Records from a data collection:
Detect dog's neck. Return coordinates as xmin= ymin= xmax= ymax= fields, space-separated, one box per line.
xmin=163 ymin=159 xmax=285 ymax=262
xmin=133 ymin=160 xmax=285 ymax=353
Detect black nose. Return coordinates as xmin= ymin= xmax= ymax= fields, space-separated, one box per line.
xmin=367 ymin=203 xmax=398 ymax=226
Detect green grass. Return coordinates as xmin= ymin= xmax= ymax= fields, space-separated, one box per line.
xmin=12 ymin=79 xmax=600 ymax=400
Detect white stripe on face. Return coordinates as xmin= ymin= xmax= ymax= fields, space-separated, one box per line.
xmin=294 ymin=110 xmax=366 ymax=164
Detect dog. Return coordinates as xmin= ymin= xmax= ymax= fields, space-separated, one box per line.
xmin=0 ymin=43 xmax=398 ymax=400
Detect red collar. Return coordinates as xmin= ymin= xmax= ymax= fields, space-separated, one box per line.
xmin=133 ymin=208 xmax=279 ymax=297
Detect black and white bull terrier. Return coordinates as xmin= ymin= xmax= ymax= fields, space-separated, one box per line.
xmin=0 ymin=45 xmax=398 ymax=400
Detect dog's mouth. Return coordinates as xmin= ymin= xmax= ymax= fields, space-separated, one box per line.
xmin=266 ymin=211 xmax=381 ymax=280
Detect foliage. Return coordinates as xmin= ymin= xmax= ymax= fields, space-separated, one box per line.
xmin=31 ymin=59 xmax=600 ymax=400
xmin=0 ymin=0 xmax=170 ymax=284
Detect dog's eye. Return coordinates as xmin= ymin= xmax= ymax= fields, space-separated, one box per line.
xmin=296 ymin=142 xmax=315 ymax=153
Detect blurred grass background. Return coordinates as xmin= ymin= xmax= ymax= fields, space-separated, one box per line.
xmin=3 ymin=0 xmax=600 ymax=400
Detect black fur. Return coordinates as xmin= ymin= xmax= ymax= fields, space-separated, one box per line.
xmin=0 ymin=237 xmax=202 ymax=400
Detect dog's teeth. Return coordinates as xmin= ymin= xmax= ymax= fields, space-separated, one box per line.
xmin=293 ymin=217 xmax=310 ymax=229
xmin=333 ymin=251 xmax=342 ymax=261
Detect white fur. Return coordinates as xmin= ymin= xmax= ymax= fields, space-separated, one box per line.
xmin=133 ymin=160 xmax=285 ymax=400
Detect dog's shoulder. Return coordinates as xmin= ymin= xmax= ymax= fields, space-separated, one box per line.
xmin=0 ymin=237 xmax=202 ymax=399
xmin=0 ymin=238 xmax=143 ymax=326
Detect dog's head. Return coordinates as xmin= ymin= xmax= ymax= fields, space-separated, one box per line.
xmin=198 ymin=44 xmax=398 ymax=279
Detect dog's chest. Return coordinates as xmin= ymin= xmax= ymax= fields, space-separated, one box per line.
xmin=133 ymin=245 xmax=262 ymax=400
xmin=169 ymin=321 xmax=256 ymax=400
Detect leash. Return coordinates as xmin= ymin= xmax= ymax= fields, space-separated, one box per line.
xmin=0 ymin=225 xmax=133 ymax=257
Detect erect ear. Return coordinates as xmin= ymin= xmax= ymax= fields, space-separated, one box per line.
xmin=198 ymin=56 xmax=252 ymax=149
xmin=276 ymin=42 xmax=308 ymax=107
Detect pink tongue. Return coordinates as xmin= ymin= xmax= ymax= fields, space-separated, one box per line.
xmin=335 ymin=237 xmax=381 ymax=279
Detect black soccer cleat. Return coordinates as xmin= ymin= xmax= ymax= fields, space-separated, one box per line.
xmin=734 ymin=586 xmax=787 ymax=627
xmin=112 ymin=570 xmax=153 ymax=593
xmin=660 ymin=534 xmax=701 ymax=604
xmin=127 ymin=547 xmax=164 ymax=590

DIRECTIVE.
Rewrite the material with every "Detect" changed to "Locate", leaving everything else untouched.

REPLY.
Locate dog's neck. Return coordinates as xmin= ymin= xmax= ymax= fields, space-separated, one box per line.
xmin=163 ymin=159 xmax=285 ymax=262
xmin=133 ymin=160 xmax=285 ymax=353
Locate black nose. Return coordinates as xmin= ymin= xmax= ymax= fields, space-separated, one box per line.
xmin=367 ymin=203 xmax=398 ymax=226
Locate green grass. Return coordinates as xmin= ymin= xmax= ymax= fields, space-separated, one box per line.
xmin=12 ymin=79 xmax=600 ymax=400
Locate white stripe on face. Return coordinates as xmin= ymin= xmax= ymax= fields, space-separated, one box per line.
xmin=294 ymin=110 xmax=366 ymax=164
Locate dog. Return coordinates as xmin= ymin= xmax= ymax= fields, space-separated, one box per line.
xmin=0 ymin=43 xmax=398 ymax=400
Locate red collar. Return coordinates as xmin= ymin= xmax= ymax= fields, space-separated, one box per line.
xmin=133 ymin=208 xmax=279 ymax=297
Locate black and white bull terrier. Return coordinates as xmin= ymin= xmax= ymax= fields, space-separated, one box per line.
xmin=0 ymin=45 xmax=398 ymax=400
Locate dog's mouth. Return coordinates as xmin= ymin= xmax= ymax= fields, space-separated, one box per line.
xmin=266 ymin=211 xmax=381 ymax=280
Locate foliage. Return coordinates as xmin= ymin= xmax= ymax= fields, space-separated, one box per line.
xmin=31 ymin=59 xmax=600 ymax=400
xmin=0 ymin=0 xmax=170 ymax=284
Locate dog's eye. Return coordinates as xmin= ymin= xmax= ymax= fields, space-separated, one box per line.
xmin=296 ymin=142 xmax=315 ymax=153
Locate blurred grass background. Return coordinates as xmin= ymin= xmax= ymax= fields, space-separated, one box per line.
xmin=3 ymin=0 xmax=600 ymax=400
Locate black fur. Return coordinates as xmin= ymin= xmax= ymax= fields, space-separated, one box per line.
xmin=0 ymin=237 xmax=202 ymax=400
Locate dog's teeth. Return coordinates as xmin= ymin= xmax= ymax= fields, space-separated, one box per line.
xmin=293 ymin=217 xmax=310 ymax=229
xmin=333 ymin=251 xmax=342 ymax=261
Locate white fur. Return coordinates as xmin= ymin= xmax= ymax= fields, space-separated, one box per line.
xmin=133 ymin=160 xmax=285 ymax=400
Locate dog's shoulder. Return coordinates as xmin= ymin= xmax= ymax= fields, space-separated, one box per line.
xmin=0 ymin=237 xmax=202 ymax=399
xmin=0 ymin=238 xmax=143 ymax=326
Locate dog's head. Return coordinates as xmin= ymin= xmax= ymax= fields, space-separated, one box per line.
xmin=198 ymin=44 xmax=398 ymax=279
Locate dog's chest. Return coordinates as xmin= ymin= xmax= ymax= fields, space-separated, one box per line.
xmin=133 ymin=245 xmax=262 ymax=400
xmin=169 ymin=321 xmax=256 ymax=400
Locate leash. Return coordinates as xmin= ymin= xmax= ymax= fields, space-separated, one box per line.
xmin=0 ymin=225 xmax=133 ymax=257
Locate erect ear. Return coordinates as xmin= ymin= xmax= ymax= fields, space-separated, one box per line.
xmin=198 ymin=56 xmax=252 ymax=149
xmin=276 ymin=42 xmax=308 ymax=107
Locate pink tongue. Return coordinates as xmin= ymin= xmax= ymax= fields, space-separated, one box per line.
xmin=335 ymin=237 xmax=381 ymax=279
Locate black soccer cleat. Return coordinates as xmin= ymin= xmax= ymax= fields, space-separated, one box per line.
xmin=734 ymin=586 xmax=787 ymax=627
xmin=112 ymin=570 xmax=153 ymax=593
xmin=660 ymin=534 xmax=701 ymax=604
xmin=127 ymin=547 xmax=164 ymax=590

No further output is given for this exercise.